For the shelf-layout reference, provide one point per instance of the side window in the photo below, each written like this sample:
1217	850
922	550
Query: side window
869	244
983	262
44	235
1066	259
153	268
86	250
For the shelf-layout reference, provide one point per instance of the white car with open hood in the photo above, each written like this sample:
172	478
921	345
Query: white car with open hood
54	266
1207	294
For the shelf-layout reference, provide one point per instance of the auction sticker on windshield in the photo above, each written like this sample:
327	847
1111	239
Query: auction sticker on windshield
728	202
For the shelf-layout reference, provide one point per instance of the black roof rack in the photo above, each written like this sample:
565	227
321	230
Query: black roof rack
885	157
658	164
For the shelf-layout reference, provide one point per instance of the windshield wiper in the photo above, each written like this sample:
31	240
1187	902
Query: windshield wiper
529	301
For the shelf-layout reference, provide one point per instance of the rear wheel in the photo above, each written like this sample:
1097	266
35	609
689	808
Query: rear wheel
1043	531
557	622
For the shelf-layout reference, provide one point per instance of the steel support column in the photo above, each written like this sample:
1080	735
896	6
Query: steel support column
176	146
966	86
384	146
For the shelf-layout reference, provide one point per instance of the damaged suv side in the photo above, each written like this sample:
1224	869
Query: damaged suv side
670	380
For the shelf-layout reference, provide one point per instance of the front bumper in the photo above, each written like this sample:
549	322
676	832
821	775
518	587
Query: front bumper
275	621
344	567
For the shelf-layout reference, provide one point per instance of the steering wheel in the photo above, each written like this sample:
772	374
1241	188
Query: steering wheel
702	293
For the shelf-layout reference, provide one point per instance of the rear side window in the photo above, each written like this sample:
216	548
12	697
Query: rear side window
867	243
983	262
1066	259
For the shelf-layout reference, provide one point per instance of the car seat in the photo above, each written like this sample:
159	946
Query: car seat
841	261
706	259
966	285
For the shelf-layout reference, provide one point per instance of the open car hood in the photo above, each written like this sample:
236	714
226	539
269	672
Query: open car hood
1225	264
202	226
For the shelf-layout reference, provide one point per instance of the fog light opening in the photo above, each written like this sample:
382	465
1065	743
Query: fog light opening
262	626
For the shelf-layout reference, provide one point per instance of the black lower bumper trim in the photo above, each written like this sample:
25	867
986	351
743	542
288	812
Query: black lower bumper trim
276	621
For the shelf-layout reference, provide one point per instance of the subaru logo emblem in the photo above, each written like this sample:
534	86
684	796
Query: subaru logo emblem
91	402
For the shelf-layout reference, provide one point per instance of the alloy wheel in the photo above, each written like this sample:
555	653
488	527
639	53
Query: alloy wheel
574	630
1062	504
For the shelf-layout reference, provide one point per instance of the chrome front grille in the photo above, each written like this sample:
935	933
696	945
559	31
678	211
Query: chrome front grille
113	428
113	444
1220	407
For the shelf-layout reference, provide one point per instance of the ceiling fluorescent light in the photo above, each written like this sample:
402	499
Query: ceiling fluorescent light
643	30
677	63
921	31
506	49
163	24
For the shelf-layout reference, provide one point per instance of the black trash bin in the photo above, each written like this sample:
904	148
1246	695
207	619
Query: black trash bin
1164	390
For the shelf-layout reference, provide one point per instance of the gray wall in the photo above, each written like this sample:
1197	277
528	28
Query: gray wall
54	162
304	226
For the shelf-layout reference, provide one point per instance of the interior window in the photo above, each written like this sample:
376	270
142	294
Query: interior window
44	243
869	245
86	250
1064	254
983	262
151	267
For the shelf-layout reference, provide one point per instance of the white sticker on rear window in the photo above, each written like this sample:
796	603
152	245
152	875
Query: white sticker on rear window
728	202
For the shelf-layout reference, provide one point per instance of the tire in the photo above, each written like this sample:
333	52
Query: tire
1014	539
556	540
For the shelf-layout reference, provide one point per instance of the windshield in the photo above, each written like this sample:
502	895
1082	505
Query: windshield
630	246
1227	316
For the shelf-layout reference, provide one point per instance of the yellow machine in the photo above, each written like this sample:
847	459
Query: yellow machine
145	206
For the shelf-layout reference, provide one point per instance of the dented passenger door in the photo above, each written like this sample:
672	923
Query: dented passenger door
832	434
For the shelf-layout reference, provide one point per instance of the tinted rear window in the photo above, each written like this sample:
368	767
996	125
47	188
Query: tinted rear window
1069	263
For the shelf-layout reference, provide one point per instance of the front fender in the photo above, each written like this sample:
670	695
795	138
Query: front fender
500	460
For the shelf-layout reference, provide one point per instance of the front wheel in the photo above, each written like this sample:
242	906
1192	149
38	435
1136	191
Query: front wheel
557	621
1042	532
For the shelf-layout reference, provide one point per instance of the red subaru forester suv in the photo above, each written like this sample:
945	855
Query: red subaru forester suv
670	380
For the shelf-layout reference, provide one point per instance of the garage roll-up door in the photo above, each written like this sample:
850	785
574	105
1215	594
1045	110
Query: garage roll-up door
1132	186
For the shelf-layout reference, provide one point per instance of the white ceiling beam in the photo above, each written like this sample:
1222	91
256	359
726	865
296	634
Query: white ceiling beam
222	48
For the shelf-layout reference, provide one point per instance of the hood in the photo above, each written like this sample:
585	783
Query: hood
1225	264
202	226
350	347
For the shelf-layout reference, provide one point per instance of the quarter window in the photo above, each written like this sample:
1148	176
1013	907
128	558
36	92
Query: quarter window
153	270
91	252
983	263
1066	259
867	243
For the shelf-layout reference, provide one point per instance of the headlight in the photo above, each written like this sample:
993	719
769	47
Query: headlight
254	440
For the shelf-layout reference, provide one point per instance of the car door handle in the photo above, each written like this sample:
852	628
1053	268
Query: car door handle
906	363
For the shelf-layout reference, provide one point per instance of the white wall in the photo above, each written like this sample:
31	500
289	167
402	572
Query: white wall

Written request: Extract, verbatim, the lines from the one containing "of the tinted" through the last line of the listing above.

Final answer:
For the shelf-layout reference, provide one point per instance of the tinted rear window in the photo above, each written like this sample:
368	767
996	125
47	188
Query: tinted rear window
1069	263
For the shelf-layout reference, provide one point per instance of the front fender in the photo above, each written like this sample:
670	695
795	138
Query: front fender
500	460
For the shelf-layout reference, provide one point per instance of the front wheel in the photo above, each written like this sample:
242	906
1192	149
38	435
1136	191
Query: front wheel
557	621
1042	532
For the shelf-layout reference, provide one point per instance of the red subaru forester suv in the photo above, each written like this sample:
945	855
Query: red subaru forester suv
670	380
For the shelf-layout reference, provide one point per instance of the garage roll-up door in the photo above, each written like this sample:
850	785
574	105
1215	594
1045	110
Query: garage roll-up door
1132	186
For the shelf-layout reference, provide one point per instance of the white ceiling beam in the photo above, each written like this sample:
1222	91
256	359
726	865
296	634
Query: white ceiling beam
222	48
For the shelf-layout reference, provide one point per instance of the hood in the photo above, each written like this sample:
585	783
Query: hood
1225	264
202	226
350	347
For the shelf-layout reference, provide one point per instance of the quarter window in the photo above, each written like this sample:
1148	176
1013	907
128	558
36	92
Query: quarter window
153	270
91	252
983	263
1066	259
867	243
For the shelf-layout reference, provide one point per instance of the headlight in the photo above, each written like this sample:
993	719
769	47
Query: headlight
254	440
For the shelf-layout reference, provide one point per instance of the car door handle in the photo above, each written like this sample:
852	628
1053	268
Query: car door handle
906	363
For the shelf-layout reference, provide one point per instance of the white wall in the photo above, each written like this sample:
31	500
289	167
402	572
Query: white wall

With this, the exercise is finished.